Passage to read =

== Segment start ==

For us, it was important that we let them know that we didn’t think that we were any better than they are just because of their circumstances. We are well aware that we could just as easily be in the same position that they are. We honestly feel as though this could happen to anyone; even us.
Over the period of time that the children stayed with us, we continued to foster our relationship with their parents and to earn their trust and respect. I can’t even count how many times the mom and dad both texted us thanking us for loving the children like our own. It was rewarding to know that what we were doing was so greatly appreciated.
At the end of November, the children were reunified with their parents and we were certain that we wouldn’t ever see them again. All along the parents told us that they wanted to keep in touch and to continue to have us as a part of their children’s lives but in all honesty, I didn’t expect that to happen.
Firstly, I think that most people in this situation would rather their children forget it happened. When a child is as young as our little ones are, it would be easy to make that happen by just making us vanish from their lives. I’m sure it must be embarrassing to be in their position. I mean, I wouldn’t want my kids to know or remember that I made a mistake that caused me to lose custody of my children.
Secondly, how often do we tell people that we’ll stay in touch and it never happens? I mean, come on, that’s so easy to do! I have friends, really good friends, that moved away and I rarely ever talk to them simply because we both just dropped the ball.
But, their parents didn’t let that happen. Since the kids have been reunified, we’ve been over to their house 3 times to visit with the children. Just this weekend, we invited the family to our place to have lunch with us. We’re even planning a sleepover soon.
We are still able to maintain our relationship with the children, and their family, simply because we chose to form our own opinion of them. Simply because we chose not to judge a book by its cover.
In your foster care classes, you’re told fluff stories about foster families and bio-families working together to raise a child. They’ll tell you that a lot of times you can still have a relationship after the child, even after they are out of your care. Unfortunately, those stories are just that- fluff. They are things that you’re told just to make you feel better, to make you a little less apprehensive about putting yourself into a situation where your heart is shattered. We are friends with several veteran foster families who have had numerous placements and out of all of them (that didn’t adopt) only one of those families sees one of their former foster children. Truth be told, this almost never happens.
I’m not telling you this story to give a glimmer of hope that you may see one of your foster children again, or to tell you that you’ll never see them again. I’m sharing this story with you to show the importance of forming your own opinions and for establishing and maintaining a healthy relationship with the biological parents. Sure, not all biological parents are going to be as easy to work with as ours were, but at least try. If we had not begun communicating regularly with the bio-parents, I have no doubt that we would be a distant memory for our little ones.
Don’t judge someone based solely on someone else’s impression. Take the time to formulate your own opinion. Take the time to get to know someone, you just might be surprised. Establishing a relationship with your foster child’s biological parents is one of the most important (and rewarding) you can do.

== Segment end ==

Required action 1 =
From the foster care account, list each way the family has kept in contact with the children, or plans to, since the reunification.
Required action 2 =
In the foster care account, when were the children reunified with their parents?
Required action 3 =
Reproduce the part of the foster care account that begins at the words "At the end of" and stops after "that to happen.".
The data has no connection to the foster care account.

Exercise data =
== Segment start ==

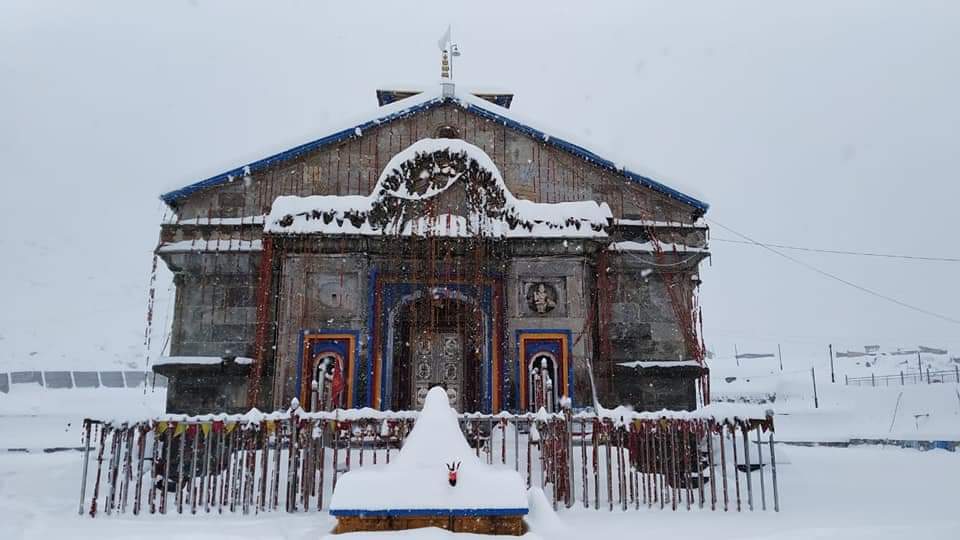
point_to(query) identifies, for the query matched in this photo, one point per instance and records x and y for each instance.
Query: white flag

== Segment end ==

Response 1 =
- Visiting the children at their house (three times so far)
- Having the family over for lunch this weekend
- A sleepover being planned for soon

Response 2 =
At the end of November.

Response 3 =
At the end of November, the children were reunified with their parents and we were certain that we wouldn’t ever see them again. All along the parents told us that they wanted to keep in touch and to continue to have us as a part of their children’s lives but in all honesty, I didn’t expect that to happen.